(Items from a data source)
◆ ◆ ◆ ◆
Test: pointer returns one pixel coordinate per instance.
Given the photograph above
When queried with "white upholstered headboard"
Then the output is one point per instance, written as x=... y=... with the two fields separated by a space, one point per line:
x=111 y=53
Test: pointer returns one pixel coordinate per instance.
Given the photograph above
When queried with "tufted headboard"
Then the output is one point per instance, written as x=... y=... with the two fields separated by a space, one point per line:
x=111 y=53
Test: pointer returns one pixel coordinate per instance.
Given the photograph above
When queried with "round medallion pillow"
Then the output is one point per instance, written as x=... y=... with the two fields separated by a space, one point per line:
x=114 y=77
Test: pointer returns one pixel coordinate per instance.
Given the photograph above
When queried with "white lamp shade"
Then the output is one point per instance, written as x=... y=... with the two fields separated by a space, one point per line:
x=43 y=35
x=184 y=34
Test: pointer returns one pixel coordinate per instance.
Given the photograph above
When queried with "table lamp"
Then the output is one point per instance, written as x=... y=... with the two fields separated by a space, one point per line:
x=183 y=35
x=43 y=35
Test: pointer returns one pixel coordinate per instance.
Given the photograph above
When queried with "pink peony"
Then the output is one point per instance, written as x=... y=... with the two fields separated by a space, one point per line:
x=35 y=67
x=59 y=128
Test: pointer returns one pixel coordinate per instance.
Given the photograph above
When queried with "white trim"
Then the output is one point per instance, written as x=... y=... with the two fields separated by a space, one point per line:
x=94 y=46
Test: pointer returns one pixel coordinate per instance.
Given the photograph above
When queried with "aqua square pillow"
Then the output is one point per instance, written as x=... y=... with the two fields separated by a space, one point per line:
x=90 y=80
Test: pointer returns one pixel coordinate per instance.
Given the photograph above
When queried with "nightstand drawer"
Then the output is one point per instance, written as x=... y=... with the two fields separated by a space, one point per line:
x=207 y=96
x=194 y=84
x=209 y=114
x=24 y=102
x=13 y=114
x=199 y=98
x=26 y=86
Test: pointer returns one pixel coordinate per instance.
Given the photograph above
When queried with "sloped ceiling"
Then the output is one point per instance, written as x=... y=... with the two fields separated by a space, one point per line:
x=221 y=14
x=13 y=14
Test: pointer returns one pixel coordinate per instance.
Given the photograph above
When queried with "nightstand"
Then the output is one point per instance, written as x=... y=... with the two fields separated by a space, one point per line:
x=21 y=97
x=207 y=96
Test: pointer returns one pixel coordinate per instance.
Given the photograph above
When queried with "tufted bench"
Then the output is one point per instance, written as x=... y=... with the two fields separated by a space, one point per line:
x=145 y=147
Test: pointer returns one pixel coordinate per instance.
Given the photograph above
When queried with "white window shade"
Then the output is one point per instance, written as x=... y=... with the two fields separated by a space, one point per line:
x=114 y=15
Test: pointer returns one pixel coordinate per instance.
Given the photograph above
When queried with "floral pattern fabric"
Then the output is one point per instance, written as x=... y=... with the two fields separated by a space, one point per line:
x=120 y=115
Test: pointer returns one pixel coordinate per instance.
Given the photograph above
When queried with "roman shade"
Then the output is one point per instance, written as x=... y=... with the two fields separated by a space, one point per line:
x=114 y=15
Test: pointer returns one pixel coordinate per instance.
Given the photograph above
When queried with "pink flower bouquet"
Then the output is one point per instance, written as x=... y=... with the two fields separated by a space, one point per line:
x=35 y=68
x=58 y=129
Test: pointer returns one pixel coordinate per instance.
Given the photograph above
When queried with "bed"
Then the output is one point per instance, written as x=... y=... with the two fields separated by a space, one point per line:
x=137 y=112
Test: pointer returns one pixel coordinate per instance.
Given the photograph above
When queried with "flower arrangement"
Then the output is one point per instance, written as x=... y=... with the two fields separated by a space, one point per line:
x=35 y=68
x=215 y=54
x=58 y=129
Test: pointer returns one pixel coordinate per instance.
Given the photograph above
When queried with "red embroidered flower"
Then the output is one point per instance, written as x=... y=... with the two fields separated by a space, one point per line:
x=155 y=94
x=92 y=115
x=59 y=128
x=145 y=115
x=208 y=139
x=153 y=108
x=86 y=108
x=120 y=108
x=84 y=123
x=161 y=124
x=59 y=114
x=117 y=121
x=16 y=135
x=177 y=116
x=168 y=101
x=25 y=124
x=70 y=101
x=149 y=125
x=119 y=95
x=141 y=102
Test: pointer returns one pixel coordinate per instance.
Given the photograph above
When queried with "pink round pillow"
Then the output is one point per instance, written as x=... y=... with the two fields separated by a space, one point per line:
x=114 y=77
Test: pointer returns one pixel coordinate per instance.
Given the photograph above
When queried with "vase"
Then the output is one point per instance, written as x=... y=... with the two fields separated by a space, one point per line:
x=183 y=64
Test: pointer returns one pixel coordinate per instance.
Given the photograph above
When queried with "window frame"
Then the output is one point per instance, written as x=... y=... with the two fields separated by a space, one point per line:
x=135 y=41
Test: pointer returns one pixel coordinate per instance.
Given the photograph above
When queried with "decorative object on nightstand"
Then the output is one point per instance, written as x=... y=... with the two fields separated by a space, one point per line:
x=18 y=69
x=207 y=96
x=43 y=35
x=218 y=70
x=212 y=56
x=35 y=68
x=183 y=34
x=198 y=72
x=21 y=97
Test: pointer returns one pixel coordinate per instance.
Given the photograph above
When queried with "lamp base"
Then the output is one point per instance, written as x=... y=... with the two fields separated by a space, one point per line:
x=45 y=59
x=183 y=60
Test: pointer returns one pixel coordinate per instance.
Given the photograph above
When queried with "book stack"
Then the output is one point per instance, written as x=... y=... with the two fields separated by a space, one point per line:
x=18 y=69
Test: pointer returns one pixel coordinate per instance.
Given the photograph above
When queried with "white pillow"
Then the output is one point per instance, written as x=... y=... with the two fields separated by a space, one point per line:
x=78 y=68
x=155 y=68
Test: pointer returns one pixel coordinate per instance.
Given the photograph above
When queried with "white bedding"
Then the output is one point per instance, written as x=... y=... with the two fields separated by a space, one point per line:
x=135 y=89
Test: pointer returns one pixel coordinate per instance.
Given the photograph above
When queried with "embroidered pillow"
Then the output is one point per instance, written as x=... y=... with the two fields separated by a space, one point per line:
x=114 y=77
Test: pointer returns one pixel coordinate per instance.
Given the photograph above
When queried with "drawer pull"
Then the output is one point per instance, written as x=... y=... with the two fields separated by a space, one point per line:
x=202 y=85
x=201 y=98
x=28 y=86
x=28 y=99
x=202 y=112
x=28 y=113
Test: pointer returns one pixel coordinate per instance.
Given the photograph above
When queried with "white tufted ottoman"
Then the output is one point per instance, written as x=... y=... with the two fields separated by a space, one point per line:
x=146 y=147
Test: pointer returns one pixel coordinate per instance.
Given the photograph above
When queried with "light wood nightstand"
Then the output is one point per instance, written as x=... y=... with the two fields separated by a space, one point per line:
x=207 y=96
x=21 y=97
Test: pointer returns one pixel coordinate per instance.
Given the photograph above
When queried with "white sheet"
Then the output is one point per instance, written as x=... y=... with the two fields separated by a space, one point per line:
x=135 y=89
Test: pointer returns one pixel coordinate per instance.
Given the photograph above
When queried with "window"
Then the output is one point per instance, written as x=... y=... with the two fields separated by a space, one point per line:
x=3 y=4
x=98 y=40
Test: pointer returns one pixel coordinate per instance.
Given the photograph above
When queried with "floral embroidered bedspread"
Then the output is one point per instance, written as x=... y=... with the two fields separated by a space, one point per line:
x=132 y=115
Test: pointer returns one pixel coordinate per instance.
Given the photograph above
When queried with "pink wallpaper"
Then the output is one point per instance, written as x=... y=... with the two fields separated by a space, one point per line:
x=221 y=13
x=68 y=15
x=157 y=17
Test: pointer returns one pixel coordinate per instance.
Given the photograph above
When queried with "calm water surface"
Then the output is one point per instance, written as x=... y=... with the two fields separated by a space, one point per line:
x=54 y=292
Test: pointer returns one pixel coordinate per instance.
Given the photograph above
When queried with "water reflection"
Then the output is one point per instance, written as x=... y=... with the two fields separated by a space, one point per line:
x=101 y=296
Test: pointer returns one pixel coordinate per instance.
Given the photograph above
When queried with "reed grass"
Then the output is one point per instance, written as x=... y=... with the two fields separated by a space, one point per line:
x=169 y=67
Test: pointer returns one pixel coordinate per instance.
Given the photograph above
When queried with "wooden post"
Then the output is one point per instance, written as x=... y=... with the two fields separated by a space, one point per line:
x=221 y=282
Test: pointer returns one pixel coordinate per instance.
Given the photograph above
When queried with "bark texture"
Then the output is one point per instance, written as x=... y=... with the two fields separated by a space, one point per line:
◆ ◆ ◆ ◆
[What you will do]: Find every line in the entries above that contains the word "shade" and copy each one.

[Reply to the exercise]:
When queried with "white lamp shade"
When queried with "white window shade"
When queried with "roman shade"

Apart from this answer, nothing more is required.